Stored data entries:
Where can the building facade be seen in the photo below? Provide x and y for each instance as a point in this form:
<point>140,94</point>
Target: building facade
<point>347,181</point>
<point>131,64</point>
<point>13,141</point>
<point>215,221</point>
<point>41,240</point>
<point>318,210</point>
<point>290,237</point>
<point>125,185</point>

## Challenge
Print every line of the records above verbatim, with no changes.

## Problem solution
Where can the building facade be seen in the photo below? Provide x and y for each instance as a point in this form:
<point>140,94</point>
Target: building facade
<point>347,181</point>
<point>131,64</point>
<point>13,141</point>
<point>215,221</point>
<point>41,240</point>
<point>318,210</point>
<point>290,237</point>
<point>125,185</point>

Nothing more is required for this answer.